• **Task objective**: Render all of the data below as a numbered list with one line per item, skipping any blank lines. Leave the pictures out of your answer.

*** Opening Records provided ***

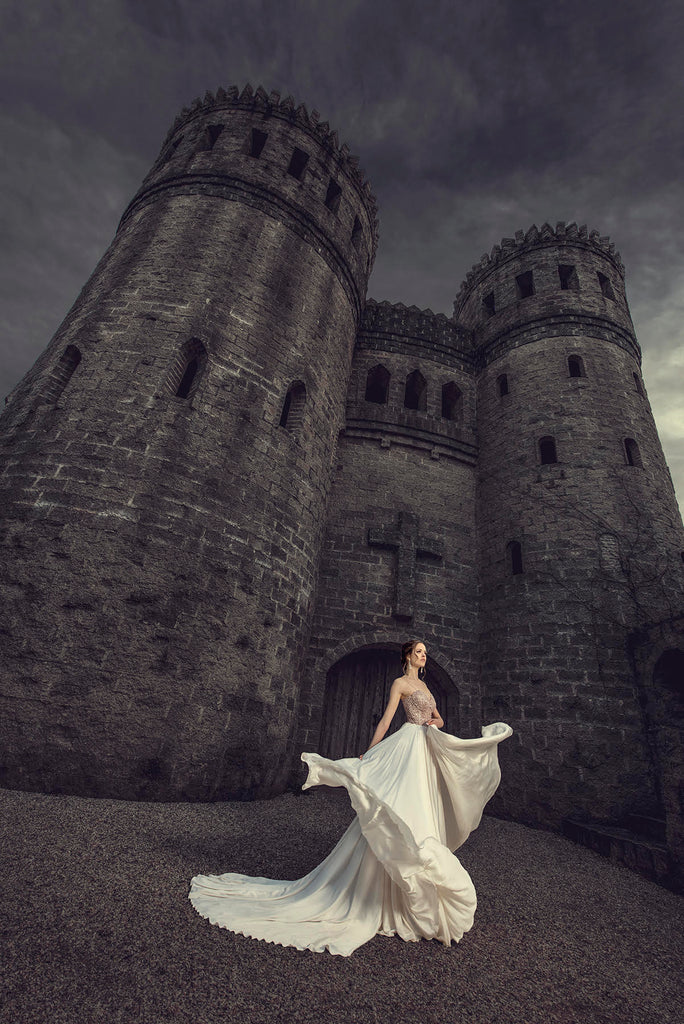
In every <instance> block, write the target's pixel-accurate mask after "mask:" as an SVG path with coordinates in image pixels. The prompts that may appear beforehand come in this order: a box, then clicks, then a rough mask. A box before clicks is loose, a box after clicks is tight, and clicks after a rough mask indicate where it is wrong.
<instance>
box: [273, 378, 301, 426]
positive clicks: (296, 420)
mask: <svg viewBox="0 0 684 1024" xmlns="http://www.w3.org/2000/svg"><path fill="white" fill-rule="evenodd" d="M305 404H306V386H305V385H304V382H303V381H294V383H293V384H291V385H290V387H289V388H288V393H287V394H286V396H285V401H284V402H283V412H282V413H281V422H280V424H279V426H281V427H283V428H284V429H285V430H287V431H288V432H289V433H291V434H293V433H297V431H299V429H300V428H301V426H302V423H303V422H304V407H305Z"/></svg>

*** Closing Records provided ***

• **Written response**:
1. In every <instance> block, write the target's pixel-accurate mask after "mask:" as an SVG path with coordinates in image pixels. The prompts that may appear beforehand come in this order: a box, then clicks, then a rough mask. A box before clicks is loose, a box after clicks is tight, and clicks after a rough mask indicate where it is wrong.
2. <instance>
3. box: [273, 378, 301, 426]
4. positive clicks: (296, 420)
5. mask: <svg viewBox="0 0 684 1024" xmlns="http://www.w3.org/2000/svg"><path fill="white" fill-rule="evenodd" d="M305 404H306V386H305V385H304V382H303V381H294V383H293V384H291V385H290V387H289V388H288V393H287V394H286V396H285V401H284V402H283V412H282V413H281V422H280V424H279V426H281V427H283V428H284V429H285V430H287V431H288V432H289V433H291V434H293V433H297V431H299V429H300V428H301V426H302V423H303V422H304V407H305Z"/></svg>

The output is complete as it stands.